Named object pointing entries
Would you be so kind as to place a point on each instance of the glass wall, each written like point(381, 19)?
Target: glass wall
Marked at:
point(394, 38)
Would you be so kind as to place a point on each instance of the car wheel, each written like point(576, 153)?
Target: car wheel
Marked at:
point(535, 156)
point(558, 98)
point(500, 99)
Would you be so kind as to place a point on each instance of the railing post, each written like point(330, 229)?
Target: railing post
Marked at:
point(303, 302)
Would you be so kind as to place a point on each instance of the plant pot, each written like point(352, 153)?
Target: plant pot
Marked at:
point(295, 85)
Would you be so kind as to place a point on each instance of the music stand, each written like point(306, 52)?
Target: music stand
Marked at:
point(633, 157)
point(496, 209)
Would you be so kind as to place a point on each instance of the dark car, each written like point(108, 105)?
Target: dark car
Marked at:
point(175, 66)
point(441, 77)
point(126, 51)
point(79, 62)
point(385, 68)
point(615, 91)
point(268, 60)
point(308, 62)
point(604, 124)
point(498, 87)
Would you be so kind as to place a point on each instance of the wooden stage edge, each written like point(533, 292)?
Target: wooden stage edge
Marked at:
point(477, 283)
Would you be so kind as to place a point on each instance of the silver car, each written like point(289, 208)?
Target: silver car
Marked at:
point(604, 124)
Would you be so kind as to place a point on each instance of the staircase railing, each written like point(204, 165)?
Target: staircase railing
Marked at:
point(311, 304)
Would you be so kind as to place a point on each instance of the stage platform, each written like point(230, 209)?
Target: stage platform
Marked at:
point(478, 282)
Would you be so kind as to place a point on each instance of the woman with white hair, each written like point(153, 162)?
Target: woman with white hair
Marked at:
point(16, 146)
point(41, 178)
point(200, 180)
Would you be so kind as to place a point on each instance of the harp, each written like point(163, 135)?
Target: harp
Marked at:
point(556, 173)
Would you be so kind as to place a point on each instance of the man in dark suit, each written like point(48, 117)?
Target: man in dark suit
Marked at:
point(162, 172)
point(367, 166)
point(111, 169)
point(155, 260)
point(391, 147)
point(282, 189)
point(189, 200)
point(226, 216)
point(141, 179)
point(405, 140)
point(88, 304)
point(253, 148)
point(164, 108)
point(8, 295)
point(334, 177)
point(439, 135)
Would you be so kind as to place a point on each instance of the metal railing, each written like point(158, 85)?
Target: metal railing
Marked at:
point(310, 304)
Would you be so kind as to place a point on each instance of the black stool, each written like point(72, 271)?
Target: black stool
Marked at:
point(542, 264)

What is expected:
Please reproduce each line of the records above word for word, from the first to the last.

Solved problem:
Would you be so kind as to place a point on each instance of the glass wall, each written like point(381, 19)?
Target: glass wall
Marked at:
point(394, 38)
Would you be so kind as to place a point on each instance of the car wheel, each written like point(576, 153)?
Target: car wheel
Marked at:
point(535, 156)
point(558, 98)
point(500, 99)
Would you be so kind as to place a point on each instance of the railing post, each written like point(330, 229)?
Target: railing post
Marked at:
point(303, 302)
Would you be so kind as to place a point on each instance of the plant pot, each written like point(352, 153)?
Target: plant pot
Marked at:
point(295, 85)
Would you be so kind as to place a point on each instance of the music stand, each written like point(306, 52)?
Target: music stand
Marked at:
point(633, 157)
point(496, 209)
Would you be so kind as to place a point on each instance of the dark car, each written like point(108, 105)?
Target: dark car
Marked at:
point(175, 66)
point(441, 77)
point(126, 51)
point(79, 62)
point(385, 68)
point(615, 91)
point(268, 60)
point(308, 62)
point(604, 124)
point(498, 87)
Would you be so kind as to place a point on each instance of the wooden stage edge, each written like point(533, 292)?
Target: wooden stage edge
Marked at:
point(477, 283)
Would you be so kind as to place a point on each instance of the silver car, each written like point(289, 208)?
Target: silver car
Marked at:
point(604, 124)
Would you be so kind as to place a point on each instance of the staircase railing, each written like point(204, 165)?
Target: staircase railing
Marked at:
point(311, 304)
Would you be so kind as to place a point on each instance of the stage platform, each written like point(230, 209)?
Target: stage platform
Marked at:
point(478, 282)
Would you be so kind as to place a point on each instance of the woman with white hair, each written like point(153, 162)?
Target: woman with white hair
Marked at:
point(16, 146)
point(41, 178)
point(200, 180)
Would you be so kind as to place a point on each instance of the harp, each written like point(163, 135)?
Target: harp
Marked at:
point(556, 173)
Would you be so kind as to place a point on each instance of the man in dark suit, each written like point(48, 117)?
Target: man in dark suit
Marked at:
point(162, 172)
point(367, 166)
point(111, 169)
point(155, 260)
point(391, 147)
point(282, 189)
point(189, 200)
point(226, 216)
point(141, 179)
point(405, 140)
point(88, 304)
point(253, 148)
point(164, 108)
point(8, 295)
point(334, 177)
point(439, 135)
Would you be so kind as to place a point on each instance of the metal railing, each written like point(158, 85)?
Target: metal railing
Marked at:
point(310, 304)
Would you be so kind as to place a point on each instance of the black stool, each written like point(72, 271)?
Target: black stool
Marked at:
point(542, 264)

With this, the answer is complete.